• ABOUT THIS TASK
Repeat every record exactly.

WORKING DATA START

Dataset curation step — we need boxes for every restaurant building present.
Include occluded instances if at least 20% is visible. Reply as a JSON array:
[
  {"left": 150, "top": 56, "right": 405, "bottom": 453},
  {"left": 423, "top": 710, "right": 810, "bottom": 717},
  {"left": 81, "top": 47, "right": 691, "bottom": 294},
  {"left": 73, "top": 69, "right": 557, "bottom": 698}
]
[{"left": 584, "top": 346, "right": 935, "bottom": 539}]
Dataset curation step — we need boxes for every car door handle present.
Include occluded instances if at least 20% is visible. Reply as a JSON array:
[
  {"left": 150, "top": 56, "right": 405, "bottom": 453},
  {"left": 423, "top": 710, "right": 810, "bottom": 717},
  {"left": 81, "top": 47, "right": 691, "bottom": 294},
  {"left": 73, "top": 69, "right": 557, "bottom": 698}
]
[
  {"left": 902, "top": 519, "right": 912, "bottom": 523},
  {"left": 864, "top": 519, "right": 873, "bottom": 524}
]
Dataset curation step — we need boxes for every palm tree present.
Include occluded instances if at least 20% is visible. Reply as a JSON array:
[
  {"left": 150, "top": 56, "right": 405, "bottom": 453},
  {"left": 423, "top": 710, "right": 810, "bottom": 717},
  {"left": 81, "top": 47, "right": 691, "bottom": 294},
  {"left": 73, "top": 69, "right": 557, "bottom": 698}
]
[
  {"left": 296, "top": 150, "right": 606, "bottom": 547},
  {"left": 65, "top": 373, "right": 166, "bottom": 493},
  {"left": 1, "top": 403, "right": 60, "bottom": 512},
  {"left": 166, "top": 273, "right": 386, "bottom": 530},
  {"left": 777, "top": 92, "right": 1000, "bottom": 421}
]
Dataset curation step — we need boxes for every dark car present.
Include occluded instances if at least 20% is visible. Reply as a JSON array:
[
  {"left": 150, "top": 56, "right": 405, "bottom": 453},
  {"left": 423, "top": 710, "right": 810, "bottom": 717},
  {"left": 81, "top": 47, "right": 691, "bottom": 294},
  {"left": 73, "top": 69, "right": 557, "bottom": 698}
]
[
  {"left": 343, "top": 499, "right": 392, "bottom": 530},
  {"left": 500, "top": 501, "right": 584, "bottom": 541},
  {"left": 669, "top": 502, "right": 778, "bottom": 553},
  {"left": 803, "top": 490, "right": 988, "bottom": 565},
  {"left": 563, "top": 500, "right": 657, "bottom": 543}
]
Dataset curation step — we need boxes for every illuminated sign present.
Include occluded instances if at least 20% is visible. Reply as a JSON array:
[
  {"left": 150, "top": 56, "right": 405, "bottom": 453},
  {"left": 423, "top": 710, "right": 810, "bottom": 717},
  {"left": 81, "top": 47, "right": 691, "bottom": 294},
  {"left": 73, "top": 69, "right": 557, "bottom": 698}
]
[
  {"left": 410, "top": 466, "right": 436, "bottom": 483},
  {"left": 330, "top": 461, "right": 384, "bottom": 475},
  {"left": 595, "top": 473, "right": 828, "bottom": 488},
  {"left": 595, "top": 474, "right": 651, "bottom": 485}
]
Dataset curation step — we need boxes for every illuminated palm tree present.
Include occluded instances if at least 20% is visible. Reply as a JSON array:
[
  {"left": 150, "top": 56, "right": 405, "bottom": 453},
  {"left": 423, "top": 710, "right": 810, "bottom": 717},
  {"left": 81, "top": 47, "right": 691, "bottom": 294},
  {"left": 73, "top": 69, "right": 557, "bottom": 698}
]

WORKING DATA END

• ANSWER
Dataset curation step — we need boxes for every restaurant building present.
Include occluded instances if at least 20% is visible. Reply as a JSON array:
[
  {"left": 150, "top": 56, "right": 405, "bottom": 453},
  {"left": 423, "top": 710, "right": 810, "bottom": 717},
  {"left": 81, "top": 47, "right": 691, "bottom": 294},
  {"left": 73, "top": 69, "right": 557, "bottom": 698}
]
[{"left": 584, "top": 346, "right": 935, "bottom": 539}]
Dataset curation step — we need boxes for every car door handle present.
Include occluded instances if at least 20% is visible. Reply as a JSON array:
[
  {"left": 150, "top": 56, "right": 405, "bottom": 453},
  {"left": 423, "top": 710, "right": 810, "bottom": 717},
  {"left": 81, "top": 47, "right": 691, "bottom": 294},
  {"left": 73, "top": 69, "right": 557, "bottom": 698}
]
[
  {"left": 902, "top": 519, "right": 912, "bottom": 523},
  {"left": 864, "top": 519, "right": 873, "bottom": 524}
]
Dataset curation step — we need boxes for every palm tree present.
Include occluded instances if at least 20% is visible. Reply as a JSON array:
[
  {"left": 150, "top": 56, "right": 405, "bottom": 453},
  {"left": 423, "top": 710, "right": 810, "bottom": 717},
  {"left": 81, "top": 47, "right": 691, "bottom": 294},
  {"left": 73, "top": 69, "right": 557, "bottom": 698}
]
[
  {"left": 296, "top": 150, "right": 606, "bottom": 547},
  {"left": 65, "top": 373, "right": 166, "bottom": 493},
  {"left": 1, "top": 403, "right": 60, "bottom": 512},
  {"left": 166, "top": 273, "right": 386, "bottom": 530},
  {"left": 777, "top": 92, "right": 1000, "bottom": 421}
]
Dataset curation step — we need boxes for every dark car present.
Include occluded instances if at least 20% is visible. Reply as a JSON array:
[
  {"left": 150, "top": 56, "right": 405, "bottom": 453},
  {"left": 423, "top": 710, "right": 810, "bottom": 717},
  {"left": 81, "top": 47, "right": 691, "bottom": 294},
  {"left": 73, "top": 69, "right": 557, "bottom": 698}
]
[
  {"left": 343, "top": 499, "right": 392, "bottom": 530},
  {"left": 500, "top": 501, "right": 584, "bottom": 541},
  {"left": 669, "top": 502, "right": 778, "bottom": 553},
  {"left": 803, "top": 490, "right": 988, "bottom": 565},
  {"left": 563, "top": 500, "right": 657, "bottom": 543}
]
Dataset curation step — we need boxes for every illuminated sign present.
Include occluded instances if at least 20% is visible. Reply as a JSON array:
[
  {"left": 150, "top": 56, "right": 405, "bottom": 453},
  {"left": 423, "top": 710, "right": 810, "bottom": 717},
  {"left": 81, "top": 47, "right": 691, "bottom": 294},
  {"left": 73, "top": 69, "right": 557, "bottom": 698}
]
[
  {"left": 410, "top": 466, "right": 436, "bottom": 483},
  {"left": 330, "top": 461, "right": 384, "bottom": 475},
  {"left": 595, "top": 473, "right": 828, "bottom": 488},
  {"left": 595, "top": 474, "right": 651, "bottom": 485}
]
Dataset curation step — we need boxes for every illuminated palm tree present.
Include occluded instances if at least 20% is visible. Reply as a JSON array:
[
  {"left": 150, "top": 56, "right": 405, "bottom": 453},
  {"left": 423, "top": 710, "right": 810, "bottom": 717},
  {"left": 81, "top": 47, "right": 691, "bottom": 294},
  {"left": 73, "top": 69, "right": 557, "bottom": 698}
]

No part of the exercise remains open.